■ WRITTEN INSTRUCTION: Carry on the talk about wise hope that follows, beginning right after its final sentence.

■ GIVEN PASSAGE:
If you have hope that you'll be close to others, that you have this capacity to be close to
others, then when you engage, it's more likely to happen. And it goes deeper. I mean,
wise hope really is at the heart of the spiritual path. And we need it to start, engage, keep going.
The Buddha said, if it were not possible to free the heart from entanglement, I would not
teach you to do so, just because it's possible to free the heart, there arise the teachings
of the Dharma of liberation offered open-handedly for the welfare of all beings. So I've been teaching
now for almost 50 years, meditation, spiritual practices, and what I've witnessed is that the more
an individual has trust or hope in the possibility of what can unfold,
the more that person gets engaged and the more it actually happens,
that that wise hope, that trust and possibility,
actually brings forward what we long for.
And this extends to our world,
the spiritual leaders who have inspired really transformational movements.
And here I speak of the most well-known perhaps of Gandhi,
Martin Luther King, Nelson Mandela, Desmond Tutu, Dick Nodhan,
Joanna Macy. They've all had a revolutionary vision, a sense of possibility of wise hope for our
collective potential. And it's inspired countless people to live towards manifesting that
possibility to root their activism in love and compassion. So the more each of us has a vision
for our collective potential, for a more loving and just world, the more we energize that very unfolding.
Many of you know Martin Luther King made famous the phrase, the arc of the moral universe,
bending towards justice. Somebody commented on Facebook, taking a long view gives me hope.
I see the arc of time bending towards justice despite all the horrible things and I can see
humanity becoming more enlightened. Again, overall, big picture and getting closer to their Buddha nature.
Seeing acts of kindness every day, looking out for them as well as doing them, helps on a smaller,
more immediate scale. Again, wise hope does not deny the suffering. It includes some of
suffering in something larger, the loving awareness that's intrinsically good.
You might listen to this poem from my friend, the poet, Dana Falls.
She says, take all the fear in the world and bring it here, throw it in a heap.
Now find insecurity and doubt.
Locate shame and anger, hatred and depravity, and add them to the pile, find every obstacle to love.
If the whole world's suffering can asphyxiate your love, then there's hope for us.
Hold your love aloft in the gathering darkness and watch peace spread its white wings wide.
If you can keep your love alive, then war and madness won't have the last word.
If you can keep your love alive, then war and madness won't have the last word.
then war and madness won't have the last word.
Even now the dove is flying.
So let's look now at what clouds over wise hope.
What cuts us off from trusting in that possibility,
trusting that war and madness won't have the last word,
that love will prevail.
What cuts us off from trusting in that goodness?
and clouds gather in our early life when experience has been difficult when we've encountered abuse,
injury, not getting basic needs for safety, understanding, respect and love met.
And then they get reinforced by the fears and aggressions of our culture by the violence,
the injustice, the oppression.

■ DATASET EXCERPTS:
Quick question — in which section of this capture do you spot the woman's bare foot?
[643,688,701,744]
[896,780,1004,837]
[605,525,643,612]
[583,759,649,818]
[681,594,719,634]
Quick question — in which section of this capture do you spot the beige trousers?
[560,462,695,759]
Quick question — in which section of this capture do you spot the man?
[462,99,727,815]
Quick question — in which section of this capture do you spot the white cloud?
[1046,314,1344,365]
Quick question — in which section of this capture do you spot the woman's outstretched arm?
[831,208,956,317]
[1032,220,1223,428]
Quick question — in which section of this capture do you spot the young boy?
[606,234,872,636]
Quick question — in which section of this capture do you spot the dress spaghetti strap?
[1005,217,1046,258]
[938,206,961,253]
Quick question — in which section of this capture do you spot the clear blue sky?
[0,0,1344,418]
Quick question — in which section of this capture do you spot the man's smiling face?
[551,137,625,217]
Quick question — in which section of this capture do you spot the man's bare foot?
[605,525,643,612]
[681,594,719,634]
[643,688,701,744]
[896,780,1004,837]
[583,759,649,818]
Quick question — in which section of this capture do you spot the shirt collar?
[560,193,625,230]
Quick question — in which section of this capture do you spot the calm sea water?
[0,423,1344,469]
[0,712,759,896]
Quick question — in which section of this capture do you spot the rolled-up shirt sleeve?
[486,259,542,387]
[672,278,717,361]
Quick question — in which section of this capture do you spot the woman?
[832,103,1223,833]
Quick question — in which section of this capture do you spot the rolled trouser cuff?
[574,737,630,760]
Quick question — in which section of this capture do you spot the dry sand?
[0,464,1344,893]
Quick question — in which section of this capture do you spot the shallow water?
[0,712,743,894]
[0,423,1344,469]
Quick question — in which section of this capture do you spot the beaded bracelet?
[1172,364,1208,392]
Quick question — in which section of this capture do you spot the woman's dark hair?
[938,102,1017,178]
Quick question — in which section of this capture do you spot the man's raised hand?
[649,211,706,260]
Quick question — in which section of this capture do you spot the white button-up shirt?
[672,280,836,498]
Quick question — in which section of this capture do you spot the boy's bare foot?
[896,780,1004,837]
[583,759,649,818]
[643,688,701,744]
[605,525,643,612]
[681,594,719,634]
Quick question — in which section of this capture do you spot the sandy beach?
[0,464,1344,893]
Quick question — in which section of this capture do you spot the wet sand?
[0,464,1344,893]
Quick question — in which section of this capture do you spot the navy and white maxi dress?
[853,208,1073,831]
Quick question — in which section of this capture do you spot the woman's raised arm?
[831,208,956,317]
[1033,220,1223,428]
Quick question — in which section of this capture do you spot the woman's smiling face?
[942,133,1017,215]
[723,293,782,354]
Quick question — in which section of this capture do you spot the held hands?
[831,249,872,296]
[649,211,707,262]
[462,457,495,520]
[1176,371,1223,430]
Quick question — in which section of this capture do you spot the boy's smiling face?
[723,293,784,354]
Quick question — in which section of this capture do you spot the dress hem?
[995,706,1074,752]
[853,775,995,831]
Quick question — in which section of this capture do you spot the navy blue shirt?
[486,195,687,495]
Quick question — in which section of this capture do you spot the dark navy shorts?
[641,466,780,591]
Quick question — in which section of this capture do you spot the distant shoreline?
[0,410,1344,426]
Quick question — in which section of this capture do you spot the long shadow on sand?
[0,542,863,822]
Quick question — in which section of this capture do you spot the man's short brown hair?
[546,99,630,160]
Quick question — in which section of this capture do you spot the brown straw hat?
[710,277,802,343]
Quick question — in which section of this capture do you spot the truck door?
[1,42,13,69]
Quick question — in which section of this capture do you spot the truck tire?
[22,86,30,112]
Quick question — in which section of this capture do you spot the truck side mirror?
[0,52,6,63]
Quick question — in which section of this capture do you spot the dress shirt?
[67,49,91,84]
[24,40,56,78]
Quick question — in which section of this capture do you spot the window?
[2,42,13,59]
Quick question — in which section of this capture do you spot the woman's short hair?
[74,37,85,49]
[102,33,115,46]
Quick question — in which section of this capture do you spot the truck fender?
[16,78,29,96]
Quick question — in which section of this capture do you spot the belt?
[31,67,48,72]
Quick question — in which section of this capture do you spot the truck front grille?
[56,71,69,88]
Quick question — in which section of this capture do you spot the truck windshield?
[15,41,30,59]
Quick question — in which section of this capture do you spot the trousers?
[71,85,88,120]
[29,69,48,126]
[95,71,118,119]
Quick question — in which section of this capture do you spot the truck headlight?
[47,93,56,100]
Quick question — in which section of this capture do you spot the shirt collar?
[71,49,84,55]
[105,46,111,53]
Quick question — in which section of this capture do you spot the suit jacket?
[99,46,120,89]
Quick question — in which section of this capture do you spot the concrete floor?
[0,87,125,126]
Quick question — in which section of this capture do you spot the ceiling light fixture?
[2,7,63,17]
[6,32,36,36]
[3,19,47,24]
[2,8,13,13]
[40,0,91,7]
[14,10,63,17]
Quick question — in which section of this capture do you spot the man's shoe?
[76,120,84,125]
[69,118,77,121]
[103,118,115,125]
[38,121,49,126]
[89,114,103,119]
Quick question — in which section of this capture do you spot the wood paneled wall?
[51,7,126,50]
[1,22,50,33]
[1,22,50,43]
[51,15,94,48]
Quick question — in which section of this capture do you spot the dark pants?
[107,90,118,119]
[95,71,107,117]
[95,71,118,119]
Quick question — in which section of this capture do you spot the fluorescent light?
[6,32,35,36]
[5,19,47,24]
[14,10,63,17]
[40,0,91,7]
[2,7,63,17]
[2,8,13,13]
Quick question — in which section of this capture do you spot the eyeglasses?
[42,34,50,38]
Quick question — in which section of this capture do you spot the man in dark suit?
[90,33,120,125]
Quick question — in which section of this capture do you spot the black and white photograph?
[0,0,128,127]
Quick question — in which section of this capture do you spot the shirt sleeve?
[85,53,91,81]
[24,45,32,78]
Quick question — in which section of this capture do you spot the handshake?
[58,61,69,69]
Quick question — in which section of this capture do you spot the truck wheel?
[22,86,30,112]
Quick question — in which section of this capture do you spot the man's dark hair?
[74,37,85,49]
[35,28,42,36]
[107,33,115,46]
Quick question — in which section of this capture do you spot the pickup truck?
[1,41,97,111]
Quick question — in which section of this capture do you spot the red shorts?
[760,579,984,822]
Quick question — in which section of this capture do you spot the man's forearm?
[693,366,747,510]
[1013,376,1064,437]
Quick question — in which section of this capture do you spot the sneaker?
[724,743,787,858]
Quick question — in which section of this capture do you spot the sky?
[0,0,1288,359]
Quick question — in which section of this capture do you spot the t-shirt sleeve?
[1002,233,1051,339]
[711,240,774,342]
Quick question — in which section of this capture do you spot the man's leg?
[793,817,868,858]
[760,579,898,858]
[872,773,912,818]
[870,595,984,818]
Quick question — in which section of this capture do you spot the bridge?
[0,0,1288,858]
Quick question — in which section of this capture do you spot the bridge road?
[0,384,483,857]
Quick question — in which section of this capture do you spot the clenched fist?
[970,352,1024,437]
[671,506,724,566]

■ TASK RESULT:
So to varying degrees we're all swimming in these waters.
To varying degrees we have mistrust, we have a contracting and a filtering life through our ego-based fears, and it cuts us off.
It cuts us off from that hope, our brain, this predicting machine instead gets habituated to some feeling,
this certainty that troubles ahead, that things won't work out.
We get cut off.
And it's natural.
This is part of trying to survive and thrive that so many of us have out of that
woundedness and mistrust.
We're trying to protect ourselves.
But here's the thing.
When it's outside of awareness, then it blocks us from remembering our hearts, the source
of our potential, the awareness that's here.
It's like being on a trip and let's say we have this unmet need for food. We're really, really hungry.
So rather than taking in the beauty of the scenery or learning more about where we are or authentically
connecting with our companion or resting in quietness or presence, all we can do is look for
signs of restaurants. And that narrow focus prevents us from opening to the deeper possibilities here.
For most of us, we spend much of our life hungry and it's often not an actual hunger.
It's a substitute.
It's a hunger that's going for respect or control or affirmation or safety in a way that our psyche needs it.
And we're missing out and we're forgetting the source of hope.
So this leads us to how do we relate to the clouds to the unmet,
needs and cultivate and bring forth spiritual hope. And the grounds is presence. Our teaching
has always come back to presence to engage with what is. So this is the ground of spiritual
hope is to come right back here. Hope does not come from looking ahead into the future.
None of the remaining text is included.